▶ **What to do**: Copy each of the following items word for word, keeping every line as it appears.

▶ **Items**:
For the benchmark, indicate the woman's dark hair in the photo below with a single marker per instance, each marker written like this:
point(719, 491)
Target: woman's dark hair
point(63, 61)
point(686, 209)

▶ **Written reply**:
For the benchmark, indicate the woman's dark hair in the photo below with a single marker per instance, each marker written like this:
point(719, 491)
Target: woman's dark hair
point(63, 61)
point(686, 209)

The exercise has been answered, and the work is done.